══ EXTRACTED MATERIAL ══

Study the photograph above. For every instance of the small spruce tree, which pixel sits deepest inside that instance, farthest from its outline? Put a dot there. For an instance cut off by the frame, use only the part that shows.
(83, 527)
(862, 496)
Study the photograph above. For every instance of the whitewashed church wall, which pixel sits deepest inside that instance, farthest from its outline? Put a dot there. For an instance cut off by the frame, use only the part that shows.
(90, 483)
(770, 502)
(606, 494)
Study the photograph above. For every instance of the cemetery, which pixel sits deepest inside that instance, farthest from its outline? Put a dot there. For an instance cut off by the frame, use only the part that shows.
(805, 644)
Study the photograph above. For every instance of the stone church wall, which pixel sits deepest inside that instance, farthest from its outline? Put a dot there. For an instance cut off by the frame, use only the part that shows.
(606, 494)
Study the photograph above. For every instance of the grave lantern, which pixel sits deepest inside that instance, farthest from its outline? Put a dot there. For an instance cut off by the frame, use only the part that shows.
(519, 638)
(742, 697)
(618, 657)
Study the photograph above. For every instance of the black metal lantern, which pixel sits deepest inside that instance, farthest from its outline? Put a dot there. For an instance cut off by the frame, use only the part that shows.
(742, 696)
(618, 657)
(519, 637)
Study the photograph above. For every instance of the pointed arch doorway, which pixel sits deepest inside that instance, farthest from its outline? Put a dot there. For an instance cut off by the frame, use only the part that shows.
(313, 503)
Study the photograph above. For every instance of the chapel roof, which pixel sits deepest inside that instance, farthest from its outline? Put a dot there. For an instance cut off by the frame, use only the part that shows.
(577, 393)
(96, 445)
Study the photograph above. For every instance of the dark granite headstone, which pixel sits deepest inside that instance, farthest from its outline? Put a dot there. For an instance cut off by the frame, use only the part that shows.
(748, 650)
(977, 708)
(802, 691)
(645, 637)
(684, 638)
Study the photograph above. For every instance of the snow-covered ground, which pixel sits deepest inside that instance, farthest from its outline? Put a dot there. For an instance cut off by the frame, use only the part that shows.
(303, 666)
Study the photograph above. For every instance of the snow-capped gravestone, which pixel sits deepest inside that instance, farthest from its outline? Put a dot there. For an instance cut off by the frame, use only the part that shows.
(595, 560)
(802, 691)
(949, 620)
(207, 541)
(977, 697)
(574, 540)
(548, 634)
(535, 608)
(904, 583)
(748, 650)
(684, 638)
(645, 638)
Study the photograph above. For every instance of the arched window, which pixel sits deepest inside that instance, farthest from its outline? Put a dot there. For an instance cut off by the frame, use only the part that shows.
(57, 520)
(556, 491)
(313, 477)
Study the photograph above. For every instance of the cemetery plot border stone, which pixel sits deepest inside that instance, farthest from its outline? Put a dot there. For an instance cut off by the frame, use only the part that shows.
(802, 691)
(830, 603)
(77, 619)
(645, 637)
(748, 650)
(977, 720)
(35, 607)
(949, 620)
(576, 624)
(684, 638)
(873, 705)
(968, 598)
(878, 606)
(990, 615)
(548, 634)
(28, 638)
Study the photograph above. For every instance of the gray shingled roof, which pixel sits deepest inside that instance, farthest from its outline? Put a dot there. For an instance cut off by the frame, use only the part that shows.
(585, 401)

═══

REQUIRED ACTION: Everything in the listing above should be duplicated exactly.

RESPONSE:
Study the photograph above. For every instance of the small spruce tree, which pixel sits deepest inside that instance, farthest from its outline? Put a dot there. For an instance cut off by the frame, use only the part that shows.
(83, 527)
(862, 496)
Study the photograph above. For every instance of the whitewashed church wall, which pixel sits deepest inside that instance, farthest from its outline? Put a dot there. For an instance cut off by the frame, use only the part that shows.
(90, 483)
(770, 502)
(606, 494)
Study the photograph above. For every instance of the cemetery, which pixel sits deepest inside that instance, farthest from its outline? Put a dot there. For an instance cut off by the frame, use only the part that shows.
(805, 644)
Study the photograph above. For every instance of the stone church wall, which pixel sits deepest inside that instance, farthest from its outline? Put a dot there. For an instance cut off by the frame, use only the part that shows.
(606, 494)
Study the photograph above. For every instance of the grave lantern, which pixel sits deepest inside that instance, farthest from its outline? Put a dot there. For an instance cut off by the frame, use only the part that shows.
(519, 638)
(742, 697)
(618, 657)
Study the photograph above. For every instance of the black metal lantern, which pixel sits deepest inside that instance, farthest from its outline? Put a dot there. For an instance cut off by the frame, use only the part that shows.
(742, 696)
(618, 657)
(519, 637)
Study the photograph above. For every instance of the pointed arch doorway, which pixel sits deepest inside that instance, farthest from its outline? Put a dot there. For an instance cut off by the frame, use only the part that shows.
(313, 503)
Study the photograph above. For every instance of the chapel roof, which pixel sits deepest inside that instance, farthest from its outline? Put a dot there. For an instance cut off by the frame, use only the part that shows.
(577, 393)
(96, 445)
Study the photograph above. For every instance of the dark granite headstone, which pixel sits deepest inside that instance, farthest from its outline? Put a dot there. For an instance cut off by the frame, use only the part that shows.
(748, 650)
(977, 708)
(802, 691)
(645, 637)
(684, 638)
Study the photograph above. For every instance of the snow-covered ground, which pixel sits deepest inside that instance, farthest from its outline? Put a dot there. For an instance cut off by the frame, use only the part that shows.
(303, 666)
Study the photograph above. For every instance of the snow-capped gravestone, which pixel sits deepest inside that instance, farthest from its outline? Put a dot there. For an instance cut off by the frame, use only the part that shows.
(595, 560)
(802, 691)
(949, 620)
(207, 541)
(977, 697)
(574, 540)
(548, 634)
(535, 608)
(904, 583)
(748, 650)
(684, 638)
(645, 638)
Study the photograph above. For every instance of the arched window, which pixel sits deepest inside that instance, farthest from its outline? Put a dot there. For an instance cut off by the frame, use only the part that shows.
(57, 520)
(556, 491)
(313, 477)
Study the photograph above. For every instance of the cemetery plot border stone, which pixel sits deepest inside that instance, farthest from its outline? Put a dot there. For an instance cut off by the frame, use only the part that shows.
(802, 691)
(830, 603)
(77, 619)
(645, 637)
(748, 650)
(977, 720)
(35, 607)
(949, 620)
(576, 624)
(684, 638)
(873, 705)
(968, 598)
(878, 606)
(990, 615)
(548, 634)
(28, 638)
Study the photograph above. For every instance of the gray shingled roof, which pixel sits deepest inside that instance, farthest from its outline? Put a dot there. For an instance cut off by the frame, use only the part that shows.
(585, 401)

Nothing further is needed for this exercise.